• _Prompt_: Please print the records below exactly as they are.

• _Given records_:
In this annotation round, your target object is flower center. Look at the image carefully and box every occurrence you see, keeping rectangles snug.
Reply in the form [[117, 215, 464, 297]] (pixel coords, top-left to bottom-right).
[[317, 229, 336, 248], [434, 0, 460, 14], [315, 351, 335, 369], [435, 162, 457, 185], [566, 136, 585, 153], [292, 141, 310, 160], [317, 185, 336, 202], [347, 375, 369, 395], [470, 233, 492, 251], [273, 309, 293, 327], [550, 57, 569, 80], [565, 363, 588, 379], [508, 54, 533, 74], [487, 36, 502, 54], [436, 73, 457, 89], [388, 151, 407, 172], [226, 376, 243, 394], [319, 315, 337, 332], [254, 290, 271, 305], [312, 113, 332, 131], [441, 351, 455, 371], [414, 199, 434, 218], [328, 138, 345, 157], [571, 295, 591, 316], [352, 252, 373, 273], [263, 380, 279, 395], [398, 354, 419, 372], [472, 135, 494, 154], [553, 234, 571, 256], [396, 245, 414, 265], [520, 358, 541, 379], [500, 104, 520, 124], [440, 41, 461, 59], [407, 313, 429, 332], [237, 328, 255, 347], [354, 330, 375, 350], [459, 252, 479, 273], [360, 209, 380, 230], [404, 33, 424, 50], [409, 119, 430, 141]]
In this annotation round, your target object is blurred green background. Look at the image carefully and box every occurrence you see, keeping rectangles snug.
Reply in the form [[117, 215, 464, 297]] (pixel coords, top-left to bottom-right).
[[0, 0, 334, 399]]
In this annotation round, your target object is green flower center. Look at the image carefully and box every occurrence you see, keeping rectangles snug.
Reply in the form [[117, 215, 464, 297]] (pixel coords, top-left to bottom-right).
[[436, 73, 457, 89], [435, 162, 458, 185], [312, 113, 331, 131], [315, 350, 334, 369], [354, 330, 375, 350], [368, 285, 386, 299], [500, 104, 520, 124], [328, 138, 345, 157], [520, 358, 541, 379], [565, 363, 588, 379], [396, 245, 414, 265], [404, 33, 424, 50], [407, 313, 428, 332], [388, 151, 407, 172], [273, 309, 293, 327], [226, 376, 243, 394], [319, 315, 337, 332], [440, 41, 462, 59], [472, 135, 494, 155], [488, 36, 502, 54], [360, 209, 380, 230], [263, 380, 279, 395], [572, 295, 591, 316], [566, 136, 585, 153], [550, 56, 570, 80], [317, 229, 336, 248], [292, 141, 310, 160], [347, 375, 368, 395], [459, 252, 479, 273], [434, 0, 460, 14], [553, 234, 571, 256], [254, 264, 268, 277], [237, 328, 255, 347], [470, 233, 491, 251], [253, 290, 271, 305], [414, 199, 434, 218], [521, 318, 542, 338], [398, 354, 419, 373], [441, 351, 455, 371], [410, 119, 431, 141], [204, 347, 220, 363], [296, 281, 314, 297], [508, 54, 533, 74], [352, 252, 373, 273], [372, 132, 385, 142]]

• _Exercise result_:
In this annotation round, your target object is flower center. Look at the image carefully and box every occurrence you see, keeping rectangles snug.
Reply in the form [[117, 215, 464, 297]] (pixel coords, top-left to bottom-right).
[[317, 229, 336, 248], [434, 0, 460, 14], [315, 351, 335, 369], [435, 162, 457, 185], [566, 136, 585, 153], [292, 141, 310, 160], [317, 185, 336, 202], [347, 375, 369, 395], [470, 233, 492, 251], [273, 309, 293, 327], [550, 57, 569, 80], [565, 363, 588, 379], [508, 54, 533, 74], [487, 36, 502, 54], [436, 73, 457, 89], [388, 151, 407, 172], [226, 376, 243, 394], [319, 315, 337, 332], [254, 290, 271, 305], [312, 113, 332, 131], [441, 351, 455, 371], [414, 199, 434, 218], [328, 138, 345, 157], [571, 295, 591, 316], [352, 252, 373, 273], [263, 380, 279, 395], [398, 354, 419, 372], [472, 135, 494, 154], [553, 234, 571, 256], [396, 245, 414, 265], [520, 358, 541, 379], [500, 104, 520, 124], [440, 41, 461, 59], [407, 313, 429, 332], [237, 328, 255, 347], [354, 330, 375, 350], [459, 252, 479, 273], [360, 209, 380, 230], [404, 33, 424, 50], [409, 119, 430, 141]]
In this annotation round, your target object is blurred green background. Look at the image carefully and box every occurrence you see, keeping rectangles snug.
Reply in the form [[117, 215, 464, 297]] (pixel coords, top-left to bottom-right).
[[0, 0, 334, 399]]
In this annotation round, your target object is green flower center. Look at the image carefully and box every occurrence you see, keeping rectangles snug.
Reply in the form [[117, 215, 464, 297]] (pixel coords, top-left to bottom-right).
[[436, 73, 457, 89], [435, 162, 458, 185], [312, 113, 331, 131], [315, 350, 334, 369], [354, 330, 375, 350], [368, 285, 386, 299], [500, 104, 520, 124], [328, 138, 345, 157], [520, 358, 541, 379], [565, 363, 588, 379], [396, 245, 414, 265], [404, 33, 424, 50], [407, 313, 428, 332], [388, 151, 407, 172], [273, 309, 293, 327], [226, 376, 243, 394], [319, 315, 337, 332], [440, 41, 462, 59], [472, 135, 494, 155], [488, 36, 502, 54], [360, 209, 380, 230], [263, 380, 279, 395], [572, 295, 591, 316], [566, 136, 585, 153], [550, 56, 570, 80], [317, 229, 336, 248], [292, 141, 310, 160], [347, 375, 368, 395], [459, 252, 479, 273], [434, 0, 460, 14], [553, 234, 571, 256], [254, 264, 268, 277], [237, 328, 255, 347], [470, 233, 491, 251], [253, 290, 271, 305], [414, 199, 434, 218], [521, 318, 542, 338], [398, 354, 419, 373], [441, 351, 455, 371], [410, 119, 431, 141], [204, 347, 220, 363], [296, 281, 314, 297], [508, 54, 533, 74], [352, 252, 373, 273], [372, 132, 385, 142]]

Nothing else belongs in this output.